[Entries from an annotation dataset]
▬▬▬▬▬▬▬▬▬▬

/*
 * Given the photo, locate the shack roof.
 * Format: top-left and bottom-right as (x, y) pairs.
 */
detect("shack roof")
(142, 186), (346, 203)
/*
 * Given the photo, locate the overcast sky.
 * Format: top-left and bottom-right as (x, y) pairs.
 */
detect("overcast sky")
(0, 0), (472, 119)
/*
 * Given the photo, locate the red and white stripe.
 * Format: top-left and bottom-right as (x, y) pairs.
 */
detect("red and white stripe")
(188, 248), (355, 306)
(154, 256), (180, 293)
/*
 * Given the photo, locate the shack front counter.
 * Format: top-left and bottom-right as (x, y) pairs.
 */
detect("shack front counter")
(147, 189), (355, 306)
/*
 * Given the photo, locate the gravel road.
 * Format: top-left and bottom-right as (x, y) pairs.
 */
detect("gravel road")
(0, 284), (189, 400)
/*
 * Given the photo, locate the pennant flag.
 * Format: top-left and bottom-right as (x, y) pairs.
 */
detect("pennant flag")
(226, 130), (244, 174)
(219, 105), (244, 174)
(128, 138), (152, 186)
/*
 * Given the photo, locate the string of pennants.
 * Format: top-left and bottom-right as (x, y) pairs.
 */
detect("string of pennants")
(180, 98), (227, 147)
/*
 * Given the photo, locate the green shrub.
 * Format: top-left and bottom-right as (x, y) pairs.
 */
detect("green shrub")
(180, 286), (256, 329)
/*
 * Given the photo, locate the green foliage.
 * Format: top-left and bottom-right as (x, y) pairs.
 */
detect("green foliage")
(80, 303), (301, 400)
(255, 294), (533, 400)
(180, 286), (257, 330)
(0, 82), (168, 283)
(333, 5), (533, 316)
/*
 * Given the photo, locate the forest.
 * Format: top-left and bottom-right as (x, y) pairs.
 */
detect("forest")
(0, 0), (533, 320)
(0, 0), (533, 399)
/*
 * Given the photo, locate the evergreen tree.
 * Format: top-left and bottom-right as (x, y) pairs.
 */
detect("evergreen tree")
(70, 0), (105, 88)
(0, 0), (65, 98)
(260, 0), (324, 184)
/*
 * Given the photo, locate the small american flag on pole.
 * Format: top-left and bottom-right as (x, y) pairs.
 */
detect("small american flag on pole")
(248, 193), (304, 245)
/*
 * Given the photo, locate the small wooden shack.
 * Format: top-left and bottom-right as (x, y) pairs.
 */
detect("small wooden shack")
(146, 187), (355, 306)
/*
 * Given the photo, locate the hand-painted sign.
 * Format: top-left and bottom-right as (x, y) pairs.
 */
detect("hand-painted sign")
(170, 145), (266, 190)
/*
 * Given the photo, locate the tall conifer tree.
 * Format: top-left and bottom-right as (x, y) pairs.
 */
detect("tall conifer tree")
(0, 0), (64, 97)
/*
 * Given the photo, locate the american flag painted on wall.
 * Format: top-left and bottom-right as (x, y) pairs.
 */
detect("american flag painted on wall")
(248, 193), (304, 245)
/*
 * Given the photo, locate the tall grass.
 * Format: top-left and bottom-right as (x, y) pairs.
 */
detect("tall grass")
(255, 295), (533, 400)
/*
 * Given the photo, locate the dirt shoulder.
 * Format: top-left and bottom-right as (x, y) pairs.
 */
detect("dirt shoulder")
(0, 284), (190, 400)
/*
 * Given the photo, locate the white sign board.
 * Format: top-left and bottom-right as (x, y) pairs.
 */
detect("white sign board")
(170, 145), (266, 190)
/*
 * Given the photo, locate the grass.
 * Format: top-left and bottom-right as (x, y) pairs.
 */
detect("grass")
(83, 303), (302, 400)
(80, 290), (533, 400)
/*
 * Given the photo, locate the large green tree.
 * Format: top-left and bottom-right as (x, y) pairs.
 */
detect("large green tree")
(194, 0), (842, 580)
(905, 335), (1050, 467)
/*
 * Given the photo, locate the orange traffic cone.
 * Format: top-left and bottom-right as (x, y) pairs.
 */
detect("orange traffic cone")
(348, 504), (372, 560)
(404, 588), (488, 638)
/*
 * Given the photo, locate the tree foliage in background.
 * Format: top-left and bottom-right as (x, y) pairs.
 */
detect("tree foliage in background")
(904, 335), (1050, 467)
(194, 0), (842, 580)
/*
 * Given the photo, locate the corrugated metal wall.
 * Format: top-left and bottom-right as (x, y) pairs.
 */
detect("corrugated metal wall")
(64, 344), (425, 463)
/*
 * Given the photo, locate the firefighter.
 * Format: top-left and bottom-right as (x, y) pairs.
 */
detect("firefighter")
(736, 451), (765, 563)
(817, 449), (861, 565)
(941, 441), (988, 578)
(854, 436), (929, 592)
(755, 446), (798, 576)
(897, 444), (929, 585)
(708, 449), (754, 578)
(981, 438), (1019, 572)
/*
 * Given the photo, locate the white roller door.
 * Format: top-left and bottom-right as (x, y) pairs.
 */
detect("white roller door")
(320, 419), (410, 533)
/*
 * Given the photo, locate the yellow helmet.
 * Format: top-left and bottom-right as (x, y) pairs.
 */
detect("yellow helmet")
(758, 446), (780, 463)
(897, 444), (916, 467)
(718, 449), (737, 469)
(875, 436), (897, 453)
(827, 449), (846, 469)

▬▬▬▬▬▬▬▬▬▬

▶ **The request**: Write out the whole listing again. Match it word for word.

▶ **Reply**:
/*
 * Given the photo, locate the shack roof.
 * Format: top-left and bottom-right as (x, y) pairs.
 */
detect("shack roof")
(142, 186), (346, 203)
/*
 * Given the photo, locate the overcast sky.
 * Format: top-left and bottom-right as (x, y) pairs.
 */
detect("overcast sky")
(0, 0), (472, 119)
/*
 * Given the photo, locate the red and white stripe.
 * Format: top-left and bottom-right as (x, y) pairs.
 */
detect("red and white stripe")
(188, 248), (355, 306)
(154, 256), (180, 293)
/*
 * Given the photo, locate the shack front counter.
 * Format: top-left and bottom-right as (x, y) pairs.
 */
detect("shack front counter")
(147, 189), (355, 306)
/*
 * Given the photo, locate the gravel road.
 * Format: top-left and bottom-right as (x, y) pairs.
 */
detect("gravel road")
(0, 284), (189, 400)
/*
 * Given the photo, locate the pennant flag.
 * Format: top-left and bottom-right as (x, y) pairs.
 */
detect("pennant flag")
(226, 130), (244, 174)
(219, 105), (244, 174)
(128, 138), (152, 186)
/*
 * Given the photo, locate the string of pennants.
 * Format: top-left and bottom-right as (x, y) pairs.
 */
detect("string of pennants")
(180, 98), (227, 147)
/*
 * Given the photo, locate the green shrub.
 * Format: top-left and bottom-right as (x, y) pairs.
 */
detect("green shrub")
(180, 286), (256, 329)
/*
 * Given the photo, locate the green foliage.
 * Format: top-left and bottom-right as (x, y) pairs.
 */
detect("green foliage")
(80, 303), (301, 400)
(255, 294), (533, 400)
(180, 286), (257, 330)
(0, 82), (168, 283)
(333, 5), (533, 316)
/*
 * Given the photo, locate the forest.
 * Format: top-left and bottom-right as (x, y) pairs.
 */
detect("forest")
(0, 0), (533, 320)
(0, 0), (533, 399)
/*
 * Given the photo, locate the evergreen tree.
 * Format: top-left and bottom-right as (x, y) pairs.
 */
detect("evergreen tree")
(70, 0), (105, 88)
(0, 0), (65, 98)
(260, 0), (324, 184)
/*
 * Given the photo, locate the small american flag on pole.
 * Format: top-left and bottom-right as (x, y) pairs.
 */
detect("small american flag on pole")
(248, 193), (304, 245)
/*
 * Given the photo, locate the small wooden shack.
 * Format: top-left and bottom-right as (x, y) pairs.
 */
detect("small wooden shack")
(146, 187), (355, 306)
/*
 * Given the photo, locate the hand-painted sign.
 * Format: top-left and bottom-right as (x, y) pairs.
 */
detect("hand-painted sign")
(170, 145), (266, 190)
/*
 * Given the photo, locate the tall conifer tree.
 * Format: top-left and bottom-right as (x, y) pairs.
 */
detect("tall conifer tree")
(0, 0), (64, 97)
/*
 * Given the photo, locate the american flag painted on wall.
 * Format: top-left and bottom-right as (x, y) pairs.
 */
detect("american flag painted on wall")
(248, 193), (304, 245)
/*
 * Given the photo, locate the tall grass.
 * Format: top-left and bottom-right as (x, y) pairs.
 */
detect("tall grass")
(255, 295), (533, 400)
/*
 * Given the photo, locate the dirt shoulder.
 * Format: top-left and bottom-right as (x, y) pairs.
 */
detect("dirt shoulder")
(0, 284), (190, 400)
/*
 * Given the photo, locate the white sign board.
 * Format: top-left and bottom-right as (x, y) pairs.
 */
detect("white sign board")
(170, 145), (266, 190)
/*
 * Given the photo, locate the grass.
 * Format: top-left and bottom-right as (x, y) pairs.
 */
detect("grass")
(83, 303), (302, 400)
(80, 290), (533, 400)
/*
 * Given the photo, locate the large green tree.
 * Format: top-left and bottom-right as (x, y) pairs.
 */
detect("large green tree")
(194, 0), (842, 580)
(905, 335), (1050, 467)
/*
 * Given the photo, locate the orange traffic cone.
 * Format: top-left and bottom-right as (x, y) pairs.
 */
detect("orange traffic cone")
(348, 504), (372, 560)
(404, 588), (488, 638)
/*
 * Given the photo, locate the tree foliage in background.
 * Format: top-left and bottom-right as (x, y) pairs.
 */
detect("tree foliage in background")
(904, 335), (1050, 467)
(194, 0), (842, 580)
/*
 * Given the photo, locate the corrugated metal wall.
 * Format: top-left and bottom-right as (x, y) pairs.
 */
detect("corrugated metal wall")
(64, 344), (425, 463)
/*
 * Given the photo, locate the firefighter.
 * Format: top-left and bottom-right as (x, y) pairs.
 */
detect("firefighter")
(736, 451), (765, 563)
(817, 449), (861, 565)
(941, 441), (988, 578)
(854, 436), (929, 592)
(755, 446), (798, 576)
(897, 444), (929, 585)
(708, 449), (754, 578)
(981, 438), (1019, 572)
/*
 * Given the photo, locate the white roller door.
 * Format: top-left and bottom-right as (x, y) pairs.
 */
detect("white roller door")
(320, 419), (410, 533)
/*
 * Given the photo, locate the yellow helmet.
 * Format: top-left and bottom-right as (x, y) pairs.
 */
detect("yellow helmet")
(758, 446), (780, 463)
(897, 444), (916, 467)
(718, 449), (737, 469)
(875, 436), (897, 453)
(827, 449), (846, 469)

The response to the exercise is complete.